> Goal
Lay out the entries from the line containing "point: sandy ground" through the line containing "Query: sandy ground", inclusive, as a Markdown table with the columns Row and Line, numbering each line and omitting any blank ones.

--- Start of Exercise input ---

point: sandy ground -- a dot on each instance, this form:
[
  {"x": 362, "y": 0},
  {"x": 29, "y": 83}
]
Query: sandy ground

--- End of Exercise input ---
--- Start of Exercise input ---

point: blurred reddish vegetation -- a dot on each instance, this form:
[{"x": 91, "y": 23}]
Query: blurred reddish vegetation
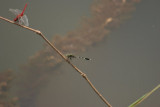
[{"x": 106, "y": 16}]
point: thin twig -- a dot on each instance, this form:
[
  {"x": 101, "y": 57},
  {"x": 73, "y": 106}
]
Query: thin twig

--- End of Exercise input ---

> Answer to this problem
| Row | Line |
|---|---|
| 1 | point: sandy ground -- a dot on each instance, this form: |
| 2 | [ |
| 3 |   {"x": 362, "y": 0}, |
| 4 |   {"x": 29, "y": 83} |
| 5 | ] |
| 6 | Query: sandy ground |